• STATED TASK:
Rewrite the data below, changing each "Target" to "Object" and leaving everything else unchanged.

* Start DATA FOR PROCESSING *

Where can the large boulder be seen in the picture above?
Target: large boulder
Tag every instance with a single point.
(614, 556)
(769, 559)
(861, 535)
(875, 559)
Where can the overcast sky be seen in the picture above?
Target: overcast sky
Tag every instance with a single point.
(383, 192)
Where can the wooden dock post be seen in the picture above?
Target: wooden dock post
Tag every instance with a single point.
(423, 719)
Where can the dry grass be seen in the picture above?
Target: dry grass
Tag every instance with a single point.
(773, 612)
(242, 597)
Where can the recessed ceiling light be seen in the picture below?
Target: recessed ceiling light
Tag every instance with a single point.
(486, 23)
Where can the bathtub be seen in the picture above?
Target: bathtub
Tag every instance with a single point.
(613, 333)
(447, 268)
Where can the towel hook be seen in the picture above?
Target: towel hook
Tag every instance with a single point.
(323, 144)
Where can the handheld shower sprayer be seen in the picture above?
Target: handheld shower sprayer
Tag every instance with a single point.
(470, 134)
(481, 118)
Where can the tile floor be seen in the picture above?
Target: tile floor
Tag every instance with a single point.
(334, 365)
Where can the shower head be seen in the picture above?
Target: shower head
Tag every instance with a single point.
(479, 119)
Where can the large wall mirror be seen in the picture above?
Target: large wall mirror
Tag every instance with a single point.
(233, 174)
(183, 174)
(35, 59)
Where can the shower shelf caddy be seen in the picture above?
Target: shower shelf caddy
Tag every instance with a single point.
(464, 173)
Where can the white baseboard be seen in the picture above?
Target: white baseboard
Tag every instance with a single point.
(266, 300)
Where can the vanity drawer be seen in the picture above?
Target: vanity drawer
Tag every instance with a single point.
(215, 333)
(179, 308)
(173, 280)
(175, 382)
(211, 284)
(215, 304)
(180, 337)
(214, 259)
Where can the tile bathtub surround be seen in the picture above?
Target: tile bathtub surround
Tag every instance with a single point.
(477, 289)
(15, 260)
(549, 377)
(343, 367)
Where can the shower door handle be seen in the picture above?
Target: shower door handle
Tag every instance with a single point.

* End DATA FOR PROCESSING *

• ANSWER TO THE PROBLEM:
Where can the large boulder be seen in the picture above?
Object: large boulder
Tag every instance with a single point.
(614, 556)
(769, 559)
(861, 535)
(875, 559)
Where can the overcast sky be seen in the picture above?
Object: overcast sky
Tag every instance with a single point.
(383, 192)
Where can the wooden dock post be seen in the picture above?
Object: wooden dock post
Tag every instance with a single point.
(423, 719)
Where can the dry grass be seen in the picture above?
Object: dry grass
Tag every instance with a single point.
(773, 612)
(242, 597)
Where can the recessed ceiling light be seen in the picture below?
Object: recessed ceiling light
Tag every instance with a single point.
(486, 23)
Where can the bathtub be seen in the picture above?
Object: bathtub
Tag every instance with a single point.
(613, 333)
(447, 268)
Where can the towel hook be seen in the picture above?
Object: towel hook
Tag every instance with a single point.
(323, 144)
Where can the handheld shower sprayer be seen in the picture above?
Object: handheld shower sprayer
Tag every instance with a single point.
(470, 134)
(481, 118)
Where can the tile floor be seen in the picture above?
Object: tile floor
Tag every instance with a single point.
(334, 365)
Where can the shower head be seen in the picture above?
Object: shower head
Tag every instance with a single point.
(479, 119)
Where can the large wall mirror be seen in the picture above?
Object: large wall mirror
Tag every instance with a single point.
(233, 174)
(183, 174)
(35, 59)
Where can the shower shelf caddy be seen in the picture above?
Object: shower shelf caddy
Tag every instance with a single point.
(464, 173)
Where can the white baseboard be seen in the picture above?
Object: white baseboard
Tag every instance with a single point.
(266, 300)
Where can the vanity drawer be seen in the picture above?
Object: vanity drawer
Tag every instance with a single point.
(215, 333)
(179, 308)
(173, 280)
(175, 382)
(211, 284)
(215, 304)
(180, 337)
(214, 259)
Where can the tile bathtub surround be seen in the picture above?
Object: tile bathtub surround
Tag every instance with a single point.
(477, 289)
(15, 260)
(549, 377)
(343, 367)
Where can the shower door handle be seen in the picture above?
Object: shower door handle
Tag every instance with a single point.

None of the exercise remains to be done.